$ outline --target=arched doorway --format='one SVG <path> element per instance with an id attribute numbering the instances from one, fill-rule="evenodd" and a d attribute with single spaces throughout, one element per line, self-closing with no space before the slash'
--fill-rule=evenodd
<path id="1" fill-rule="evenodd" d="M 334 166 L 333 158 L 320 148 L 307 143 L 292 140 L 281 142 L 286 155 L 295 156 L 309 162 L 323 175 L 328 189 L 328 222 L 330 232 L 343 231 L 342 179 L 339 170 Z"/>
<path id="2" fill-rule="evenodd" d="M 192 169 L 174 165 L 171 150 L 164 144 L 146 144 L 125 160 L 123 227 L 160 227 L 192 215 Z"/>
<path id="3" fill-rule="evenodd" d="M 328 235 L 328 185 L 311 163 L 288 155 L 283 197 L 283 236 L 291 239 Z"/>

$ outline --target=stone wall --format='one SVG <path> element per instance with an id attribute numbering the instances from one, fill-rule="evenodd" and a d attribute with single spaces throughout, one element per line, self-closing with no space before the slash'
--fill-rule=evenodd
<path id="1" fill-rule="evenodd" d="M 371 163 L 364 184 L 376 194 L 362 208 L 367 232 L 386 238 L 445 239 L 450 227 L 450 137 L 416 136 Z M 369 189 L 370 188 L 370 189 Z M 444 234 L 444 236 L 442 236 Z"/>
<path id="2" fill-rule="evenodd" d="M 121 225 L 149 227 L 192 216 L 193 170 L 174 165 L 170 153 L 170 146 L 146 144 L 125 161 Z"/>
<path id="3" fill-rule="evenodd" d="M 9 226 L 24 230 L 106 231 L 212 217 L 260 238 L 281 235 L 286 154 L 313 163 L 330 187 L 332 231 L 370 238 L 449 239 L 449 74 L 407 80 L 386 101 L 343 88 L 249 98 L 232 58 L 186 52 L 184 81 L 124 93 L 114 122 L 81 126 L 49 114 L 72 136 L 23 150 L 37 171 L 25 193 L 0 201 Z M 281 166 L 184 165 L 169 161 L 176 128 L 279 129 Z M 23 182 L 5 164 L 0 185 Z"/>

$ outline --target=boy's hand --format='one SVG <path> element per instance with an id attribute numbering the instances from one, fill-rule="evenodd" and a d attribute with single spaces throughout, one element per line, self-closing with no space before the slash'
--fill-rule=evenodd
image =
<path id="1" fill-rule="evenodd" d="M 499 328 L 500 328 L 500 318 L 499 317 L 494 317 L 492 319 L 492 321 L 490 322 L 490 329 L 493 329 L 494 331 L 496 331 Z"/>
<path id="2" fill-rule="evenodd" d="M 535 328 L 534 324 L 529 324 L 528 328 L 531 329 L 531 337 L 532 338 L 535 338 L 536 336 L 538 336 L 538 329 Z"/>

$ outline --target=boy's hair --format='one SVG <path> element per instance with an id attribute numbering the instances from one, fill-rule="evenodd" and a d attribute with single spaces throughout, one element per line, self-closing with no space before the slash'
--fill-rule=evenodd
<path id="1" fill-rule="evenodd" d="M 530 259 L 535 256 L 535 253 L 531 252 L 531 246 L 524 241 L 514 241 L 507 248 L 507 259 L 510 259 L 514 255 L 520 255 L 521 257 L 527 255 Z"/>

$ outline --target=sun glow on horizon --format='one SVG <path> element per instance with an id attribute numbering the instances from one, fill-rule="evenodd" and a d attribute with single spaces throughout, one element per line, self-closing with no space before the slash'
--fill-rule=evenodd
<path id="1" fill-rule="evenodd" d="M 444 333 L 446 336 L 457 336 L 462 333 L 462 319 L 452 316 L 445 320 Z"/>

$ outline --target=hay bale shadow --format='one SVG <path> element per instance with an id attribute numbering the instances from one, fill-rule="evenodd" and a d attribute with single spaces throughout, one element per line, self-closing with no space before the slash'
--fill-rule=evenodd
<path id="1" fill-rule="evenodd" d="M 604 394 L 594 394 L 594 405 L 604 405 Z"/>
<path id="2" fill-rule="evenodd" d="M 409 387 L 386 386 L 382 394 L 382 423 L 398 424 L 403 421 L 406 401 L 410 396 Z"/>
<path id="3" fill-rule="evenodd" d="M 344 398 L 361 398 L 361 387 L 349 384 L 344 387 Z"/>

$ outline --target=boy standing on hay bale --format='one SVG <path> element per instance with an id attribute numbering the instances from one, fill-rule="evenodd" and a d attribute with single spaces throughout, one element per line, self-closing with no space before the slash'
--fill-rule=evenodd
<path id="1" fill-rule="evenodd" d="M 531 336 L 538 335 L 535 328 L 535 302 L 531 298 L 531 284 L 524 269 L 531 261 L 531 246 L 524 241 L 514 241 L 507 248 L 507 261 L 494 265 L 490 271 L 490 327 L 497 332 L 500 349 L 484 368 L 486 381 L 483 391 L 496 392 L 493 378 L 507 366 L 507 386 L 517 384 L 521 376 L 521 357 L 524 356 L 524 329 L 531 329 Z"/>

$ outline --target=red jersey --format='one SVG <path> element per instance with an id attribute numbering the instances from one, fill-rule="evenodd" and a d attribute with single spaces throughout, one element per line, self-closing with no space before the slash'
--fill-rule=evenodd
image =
┄┄┄┄┄┄┄┄┄┄┄┄┄┄┄┄┄┄┄┄
• **Problem statement**: Could you set down each entry above word for word?

• **Response**:
$ outline --target=arched doorway --format='one SVG <path> element per instance with an id attribute numbering the instances from one, fill-rule="evenodd" and a d attribute with single spaces throughout, one element per line, self-closing with no space before the slash'
--fill-rule=evenodd
<path id="1" fill-rule="evenodd" d="M 334 166 L 333 158 L 320 148 L 307 143 L 292 140 L 281 142 L 286 155 L 295 156 L 309 162 L 323 175 L 328 189 L 328 222 L 330 232 L 343 231 L 342 179 L 339 170 Z"/>
<path id="2" fill-rule="evenodd" d="M 192 169 L 174 165 L 171 150 L 164 144 L 146 144 L 125 160 L 123 227 L 160 227 L 192 215 Z"/>
<path id="3" fill-rule="evenodd" d="M 328 235 L 328 185 L 311 163 L 288 155 L 283 197 L 283 236 L 291 239 Z"/>

$ outline --target=stone wall --format='one SVG <path> element per instance with an id attribute numbering the instances from one, fill-rule="evenodd" and a d attribute with single spaces throughout, one element per line, self-closing with no space before the slash'
--fill-rule=evenodd
<path id="1" fill-rule="evenodd" d="M 371 163 L 364 184 L 376 194 L 362 208 L 367 232 L 386 238 L 445 239 L 450 227 L 450 137 L 416 136 Z M 369 189 L 370 188 L 370 189 Z M 444 234 L 444 236 L 442 236 Z"/>
<path id="2" fill-rule="evenodd" d="M 121 225 L 149 227 L 192 216 L 193 170 L 174 165 L 170 153 L 170 146 L 146 144 L 125 161 Z"/>
<path id="3" fill-rule="evenodd" d="M 9 226 L 24 230 L 106 231 L 212 217 L 260 238 L 281 235 L 286 154 L 313 163 L 330 187 L 332 231 L 370 238 L 449 239 L 449 74 L 407 80 L 386 101 L 343 88 L 249 98 L 232 58 L 186 52 L 184 81 L 124 93 L 114 122 L 81 126 L 49 114 L 72 136 L 23 150 L 37 171 L 25 193 L 0 201 Z M 281 166 L 184 165 L 169 161 L 176 128 L 279 129 Z M 23 182 L 5 164 L 0 185 Z"/>

$ outline --target=boy's hand --format='one SVG <path> element per instance with an id attribute numbering the instances from one, fill-rule="evenodd" and a d attribute with single spaces throughout, one element per line, self-closing with no space before the slash'
--fill-rule=evenodd
image =
<path id="1" fill-rule="evenodd" d="M 499 328 L 500 328 L 500 318 L 499 317 L 494 317 L 492 319 L 492 321 L 490 322 L 490 329 L 493 329 L 494 331 L 496 331 Z"/>
<path id="2" fill-rule="evenodd" d="M 535 328 L 534 324 L 529 324 L 528 328 L 531 329 L 531 337 L 532 338 L 535 338 L 536 336 L 538 336 L 538 329 Z"/>

$ outline --target=boy's hair --format='one SVG <path> element per instance with an id attribute numbering the instances from one, fill-rule="evenodd" and a d attribute with single spaces throughout, one element per line, self-closing with no space before the slash'
--fill-rule=evenodd
<path id="1" fill-rule="evenodd" d="M 530 259 L 535 256 L 535 253 L 531 252 L 531 246 L 524 241 L 514 241 L 507 248 L 507 259 L 510 259 L 514 255 L 520 255 L 521 257 L 527 255 Z"/>

$ outline --target=sun glow on horizon --format='one SVG <path> element per instance with an id attribute numbering the instances from one, fill-rule="evenodd" and a d attribute with single spaces throughout, one element per line, self-closing with no space before the slash'
--fill-rule=evenodd
<path id="1" fill-rule="evenodd" d="M 444 333 L 446 336 L 457 336 L 462 333 L 462 319 L 452 316 L 445 320 Z"/>

$ outline --target=hay bale shadow --format='one SVG <path> element per instance with an id attribute numbering the instances from one, fill-rule="evenodd" and a d attribute with single spaces throughout, one element per line, self-closing with no space before the slash'
--fill-rule=evenodd
<path id="1" fill-rule="evenodd" d="M 604 394 L 594 394 L 594 405 L 604 405 Z"/>
<path id="2" fill-rule="evenodd" d="M 409 387 L 386 386 L 382 394 L 382 423 L 398 424 L 403 421 L 406 401 L 410 396 Z"/>
<path id="3" fill-rule="evenodd" d="M 344 398 L 361 398 L 361 387 L 349 384 L 344 387 Z"/>

$ outline --target=boy standing on hay bale --format='one SVG <path> element per instance with an id attribute numbering the instances from one, fill-rule="evenodd" and a d attribute with single spaces throughout, one element per line, self-closing with no space before the slash'
--fill-rule=evenodd
<path id="1" fill-rule="evenodd" d="M 531 336 L 538 335 L 535 328 L 535 302 L 531 298 L 531 284 L 524 269 L 531 261 L 531 246 L 524 241 L 514 241 L 507 248 L 507 261 L 494 265 L 490 271 L 490 327 L 497 332 L 500 349 L 484 368 L 486 381 L 483 391 L 496 392 L 493 378 L 507 366 L 507 386 L 517 384 L 521 376 L 521 357 L 524 356 L 524 329 L 531 329 Z"/>

$ outline --target=red jersey --format='one SVG <path> element per instance with an id attribute numbering the instances from one, fill-rule="evenodd" and a d attribute with single spaces throughout, one element per line, self-closing with no space before the slash'
--fill-rule=evenodd
image =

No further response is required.